## [Task item]
Continue the news report on Libya's 2021 oil and gas export revenues from the point where it ends.

Libya’s lifeline oil and gas exports raised revenues of more than $21.5 billion in 2021, the highest level in five years, the National Oil Corporation announced Saturday.
Total net revenues for oil and gas exports last year amounted to $21.5 billion as well as 30 million euros in non-dollar sales, the state-run NOC said in a statement.
It said record levels were achieved in November and December, raising a combined $4.3 billion in the two last months of 2021.
“The end of the year 2021 recorded a recovery, and oil prices achieved their largest annual gains since 2016, driven by the recovery of the global economy from the state of stagnation” due to the coronavirus epidemic, NOC chief Mustafa Sanalla said.
Since the 1970s, Libya which sits on the largest known oil reserves in Africa has been heavily dependent on revenues from its hydrocarbon exports.
But in a decade of violence since the 2011 revolt that overthrew and killed dictator Moamer Kadhafi, armed groups have frequently blockaded or damaged oil installations.

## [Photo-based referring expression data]
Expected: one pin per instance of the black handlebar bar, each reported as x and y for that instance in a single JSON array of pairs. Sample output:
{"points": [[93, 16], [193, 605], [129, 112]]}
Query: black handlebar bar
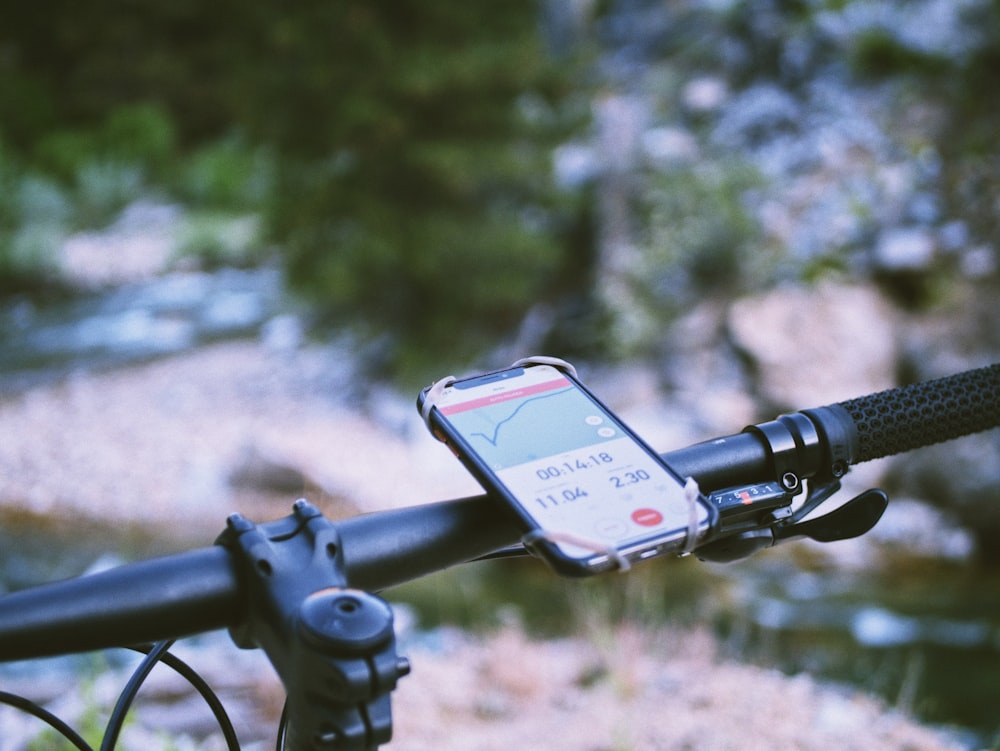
{"points": [[201, 590]]}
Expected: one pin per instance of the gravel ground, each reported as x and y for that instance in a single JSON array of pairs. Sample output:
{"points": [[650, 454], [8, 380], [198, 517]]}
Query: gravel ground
{"points": [[172, 446]]}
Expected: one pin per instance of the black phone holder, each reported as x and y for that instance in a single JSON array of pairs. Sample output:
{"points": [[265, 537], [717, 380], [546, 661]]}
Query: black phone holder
{"points": [[333, 647]]}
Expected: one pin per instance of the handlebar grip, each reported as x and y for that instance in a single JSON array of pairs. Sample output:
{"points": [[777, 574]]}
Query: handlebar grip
{"points": [[910, 417]]}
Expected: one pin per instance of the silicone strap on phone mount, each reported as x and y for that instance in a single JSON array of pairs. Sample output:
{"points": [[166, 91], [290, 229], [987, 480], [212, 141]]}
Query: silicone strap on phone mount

## [Response to this task]
The shutdowns have forced the NOC to declare force majeure, a legal move allowing it to free itself from contractual obligations in light of factors beyond its control.
Oil production has recovered to 1.2 million barrels per day, as opposed to between 1.5 million and 1.6 million bpd before the NATO-backed uprising of 2011.
But Sanalla warned “the ability of the oil sector in Libya to invest and advance the process of infrastructure modernisation will remain weak in the foreseeable future, especially in light of the scarcity of budgets”.
“What we need more than ever is to think outside the box and create initiatives to save the infrastructure,” he stressed.